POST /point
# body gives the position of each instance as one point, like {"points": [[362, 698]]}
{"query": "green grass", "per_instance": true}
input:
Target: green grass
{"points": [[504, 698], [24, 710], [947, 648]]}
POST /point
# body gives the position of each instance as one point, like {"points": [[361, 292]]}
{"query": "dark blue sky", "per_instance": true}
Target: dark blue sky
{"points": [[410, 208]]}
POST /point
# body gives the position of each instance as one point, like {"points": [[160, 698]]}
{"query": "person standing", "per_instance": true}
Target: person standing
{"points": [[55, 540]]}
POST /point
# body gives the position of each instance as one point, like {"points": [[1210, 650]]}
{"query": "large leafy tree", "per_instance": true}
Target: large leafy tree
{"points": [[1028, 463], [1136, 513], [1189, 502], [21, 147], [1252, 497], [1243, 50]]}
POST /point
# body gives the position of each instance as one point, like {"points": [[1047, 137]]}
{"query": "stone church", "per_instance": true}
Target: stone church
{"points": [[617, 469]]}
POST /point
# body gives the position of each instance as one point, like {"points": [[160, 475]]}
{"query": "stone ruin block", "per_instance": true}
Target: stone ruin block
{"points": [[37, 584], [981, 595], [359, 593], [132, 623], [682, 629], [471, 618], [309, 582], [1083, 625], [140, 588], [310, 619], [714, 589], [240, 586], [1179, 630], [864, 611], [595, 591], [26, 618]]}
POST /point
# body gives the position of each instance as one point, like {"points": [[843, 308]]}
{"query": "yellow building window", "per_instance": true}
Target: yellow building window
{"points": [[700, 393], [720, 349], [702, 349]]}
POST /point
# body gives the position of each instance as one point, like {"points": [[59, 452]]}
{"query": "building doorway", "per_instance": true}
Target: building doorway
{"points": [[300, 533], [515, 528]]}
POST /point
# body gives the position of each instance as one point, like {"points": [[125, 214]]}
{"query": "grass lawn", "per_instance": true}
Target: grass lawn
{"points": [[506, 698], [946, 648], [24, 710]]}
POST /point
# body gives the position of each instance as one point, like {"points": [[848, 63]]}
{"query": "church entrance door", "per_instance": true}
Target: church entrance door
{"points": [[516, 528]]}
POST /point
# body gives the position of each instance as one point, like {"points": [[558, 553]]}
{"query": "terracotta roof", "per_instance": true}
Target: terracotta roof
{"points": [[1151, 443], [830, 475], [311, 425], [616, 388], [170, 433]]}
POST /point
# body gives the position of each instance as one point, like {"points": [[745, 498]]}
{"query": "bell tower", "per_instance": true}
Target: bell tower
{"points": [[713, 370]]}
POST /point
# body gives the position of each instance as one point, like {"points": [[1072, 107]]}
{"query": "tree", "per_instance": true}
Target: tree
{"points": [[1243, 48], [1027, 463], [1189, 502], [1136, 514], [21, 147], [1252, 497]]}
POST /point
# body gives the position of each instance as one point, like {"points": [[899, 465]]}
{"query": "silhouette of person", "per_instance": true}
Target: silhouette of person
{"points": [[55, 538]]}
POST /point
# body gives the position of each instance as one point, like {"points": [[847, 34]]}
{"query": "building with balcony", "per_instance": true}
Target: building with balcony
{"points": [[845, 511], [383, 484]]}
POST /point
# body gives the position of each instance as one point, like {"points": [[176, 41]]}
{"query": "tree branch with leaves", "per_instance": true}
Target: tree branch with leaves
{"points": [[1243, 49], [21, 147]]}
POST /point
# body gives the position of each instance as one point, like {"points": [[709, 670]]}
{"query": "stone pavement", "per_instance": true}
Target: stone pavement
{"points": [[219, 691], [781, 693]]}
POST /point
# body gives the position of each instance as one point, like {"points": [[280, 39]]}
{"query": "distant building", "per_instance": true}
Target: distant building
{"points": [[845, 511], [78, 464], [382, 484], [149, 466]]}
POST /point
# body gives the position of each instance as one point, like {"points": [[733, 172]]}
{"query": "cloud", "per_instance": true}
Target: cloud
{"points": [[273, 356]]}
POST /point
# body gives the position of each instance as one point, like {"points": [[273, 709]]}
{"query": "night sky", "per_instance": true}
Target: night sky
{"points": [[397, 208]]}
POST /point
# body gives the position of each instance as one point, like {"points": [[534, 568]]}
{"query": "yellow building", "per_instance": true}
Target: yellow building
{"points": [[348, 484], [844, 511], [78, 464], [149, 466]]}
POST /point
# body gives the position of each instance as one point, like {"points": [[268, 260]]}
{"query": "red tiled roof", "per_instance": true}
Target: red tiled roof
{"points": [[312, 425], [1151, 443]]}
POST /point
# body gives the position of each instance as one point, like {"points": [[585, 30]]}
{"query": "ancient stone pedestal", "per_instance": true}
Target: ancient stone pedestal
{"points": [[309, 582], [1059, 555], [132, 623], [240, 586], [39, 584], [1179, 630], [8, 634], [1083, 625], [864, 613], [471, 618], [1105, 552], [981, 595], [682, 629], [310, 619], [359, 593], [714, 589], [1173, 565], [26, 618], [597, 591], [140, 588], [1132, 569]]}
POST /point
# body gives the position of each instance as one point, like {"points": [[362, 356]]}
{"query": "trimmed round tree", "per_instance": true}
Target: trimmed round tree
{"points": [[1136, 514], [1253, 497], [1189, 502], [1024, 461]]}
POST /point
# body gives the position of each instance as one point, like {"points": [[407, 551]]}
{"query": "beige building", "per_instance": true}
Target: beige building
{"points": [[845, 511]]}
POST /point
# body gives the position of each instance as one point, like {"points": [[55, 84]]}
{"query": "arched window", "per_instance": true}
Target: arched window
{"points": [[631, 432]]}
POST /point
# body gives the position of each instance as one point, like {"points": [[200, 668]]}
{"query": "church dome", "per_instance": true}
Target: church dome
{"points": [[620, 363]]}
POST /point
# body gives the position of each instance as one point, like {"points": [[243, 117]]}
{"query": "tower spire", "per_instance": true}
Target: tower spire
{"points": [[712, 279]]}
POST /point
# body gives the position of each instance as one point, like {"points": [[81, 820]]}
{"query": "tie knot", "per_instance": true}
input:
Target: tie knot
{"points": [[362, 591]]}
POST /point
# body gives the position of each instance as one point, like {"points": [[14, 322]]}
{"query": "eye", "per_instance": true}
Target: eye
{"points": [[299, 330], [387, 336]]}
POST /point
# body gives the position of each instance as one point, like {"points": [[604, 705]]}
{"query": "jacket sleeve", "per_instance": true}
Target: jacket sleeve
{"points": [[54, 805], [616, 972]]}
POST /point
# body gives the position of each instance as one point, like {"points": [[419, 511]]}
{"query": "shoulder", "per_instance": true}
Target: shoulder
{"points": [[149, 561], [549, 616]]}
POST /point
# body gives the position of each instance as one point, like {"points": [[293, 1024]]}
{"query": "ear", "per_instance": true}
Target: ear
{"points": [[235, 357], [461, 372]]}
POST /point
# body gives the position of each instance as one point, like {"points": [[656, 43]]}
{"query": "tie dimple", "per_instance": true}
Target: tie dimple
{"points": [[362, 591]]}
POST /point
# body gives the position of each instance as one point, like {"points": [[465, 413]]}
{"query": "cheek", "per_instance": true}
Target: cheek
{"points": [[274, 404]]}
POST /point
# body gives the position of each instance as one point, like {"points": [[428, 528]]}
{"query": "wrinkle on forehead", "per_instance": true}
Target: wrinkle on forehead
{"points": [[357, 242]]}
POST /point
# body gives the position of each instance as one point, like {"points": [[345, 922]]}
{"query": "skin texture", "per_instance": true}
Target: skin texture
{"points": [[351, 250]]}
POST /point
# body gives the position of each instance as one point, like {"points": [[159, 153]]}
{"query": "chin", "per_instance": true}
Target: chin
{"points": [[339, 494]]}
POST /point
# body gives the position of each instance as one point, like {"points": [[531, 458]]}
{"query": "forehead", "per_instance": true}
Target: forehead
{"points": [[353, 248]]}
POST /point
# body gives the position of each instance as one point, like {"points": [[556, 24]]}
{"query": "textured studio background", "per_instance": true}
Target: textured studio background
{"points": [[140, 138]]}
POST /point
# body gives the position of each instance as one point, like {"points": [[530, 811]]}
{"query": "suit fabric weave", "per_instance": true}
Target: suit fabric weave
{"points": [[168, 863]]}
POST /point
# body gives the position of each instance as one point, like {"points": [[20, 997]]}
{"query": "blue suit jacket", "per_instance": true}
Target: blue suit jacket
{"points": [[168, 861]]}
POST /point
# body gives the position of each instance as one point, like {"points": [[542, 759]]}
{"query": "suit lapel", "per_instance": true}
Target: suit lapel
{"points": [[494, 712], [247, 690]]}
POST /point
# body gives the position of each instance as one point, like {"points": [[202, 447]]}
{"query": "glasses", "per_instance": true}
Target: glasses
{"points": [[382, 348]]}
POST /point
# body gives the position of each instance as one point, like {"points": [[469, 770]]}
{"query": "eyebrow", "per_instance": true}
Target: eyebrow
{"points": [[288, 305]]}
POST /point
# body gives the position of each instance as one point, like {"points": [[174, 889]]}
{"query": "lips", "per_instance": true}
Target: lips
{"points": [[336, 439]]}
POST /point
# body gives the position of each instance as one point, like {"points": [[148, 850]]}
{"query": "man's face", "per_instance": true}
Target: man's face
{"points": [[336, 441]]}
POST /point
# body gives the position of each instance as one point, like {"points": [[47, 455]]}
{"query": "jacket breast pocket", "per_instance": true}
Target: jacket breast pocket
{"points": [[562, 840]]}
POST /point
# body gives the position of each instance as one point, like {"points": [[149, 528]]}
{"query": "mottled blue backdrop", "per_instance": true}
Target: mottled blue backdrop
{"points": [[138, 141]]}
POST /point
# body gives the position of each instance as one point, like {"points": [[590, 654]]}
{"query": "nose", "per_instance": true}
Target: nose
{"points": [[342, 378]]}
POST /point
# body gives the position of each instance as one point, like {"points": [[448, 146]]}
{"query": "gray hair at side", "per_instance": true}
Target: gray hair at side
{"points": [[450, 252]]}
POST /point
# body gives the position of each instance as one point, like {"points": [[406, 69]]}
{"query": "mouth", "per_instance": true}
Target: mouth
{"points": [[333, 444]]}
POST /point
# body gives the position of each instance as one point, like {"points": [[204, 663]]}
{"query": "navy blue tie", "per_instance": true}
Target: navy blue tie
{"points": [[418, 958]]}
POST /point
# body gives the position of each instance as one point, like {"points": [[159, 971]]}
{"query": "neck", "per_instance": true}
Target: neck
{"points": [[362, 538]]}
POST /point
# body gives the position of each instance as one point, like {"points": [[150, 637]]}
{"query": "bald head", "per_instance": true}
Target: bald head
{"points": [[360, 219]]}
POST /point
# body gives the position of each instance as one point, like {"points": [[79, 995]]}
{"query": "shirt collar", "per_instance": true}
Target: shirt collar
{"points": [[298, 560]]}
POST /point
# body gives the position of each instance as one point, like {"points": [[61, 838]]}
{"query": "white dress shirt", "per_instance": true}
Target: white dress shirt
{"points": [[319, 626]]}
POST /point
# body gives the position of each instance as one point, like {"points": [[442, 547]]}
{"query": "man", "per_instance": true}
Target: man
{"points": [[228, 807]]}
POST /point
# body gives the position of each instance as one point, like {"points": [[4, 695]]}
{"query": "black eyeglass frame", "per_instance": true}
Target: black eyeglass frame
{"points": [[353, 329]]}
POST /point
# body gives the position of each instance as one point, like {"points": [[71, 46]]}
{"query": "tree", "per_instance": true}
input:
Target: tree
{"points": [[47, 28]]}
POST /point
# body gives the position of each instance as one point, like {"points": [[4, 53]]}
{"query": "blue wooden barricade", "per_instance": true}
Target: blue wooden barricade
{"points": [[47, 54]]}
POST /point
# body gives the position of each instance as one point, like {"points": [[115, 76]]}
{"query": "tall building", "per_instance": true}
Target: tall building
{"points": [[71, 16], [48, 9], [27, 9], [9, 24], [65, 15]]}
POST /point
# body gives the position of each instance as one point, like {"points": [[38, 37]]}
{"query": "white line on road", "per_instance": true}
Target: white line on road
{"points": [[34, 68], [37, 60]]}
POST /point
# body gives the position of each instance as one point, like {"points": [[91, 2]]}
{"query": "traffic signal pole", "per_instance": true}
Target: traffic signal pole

--- WRITTEN PROBLEM ---
Extract each line of the data above that contains the string "chin", and reproduce every such line in full without alteration.

--- EXPECTED ANSWER ---
{"query": "chin", "per_instance": true}
Target: chin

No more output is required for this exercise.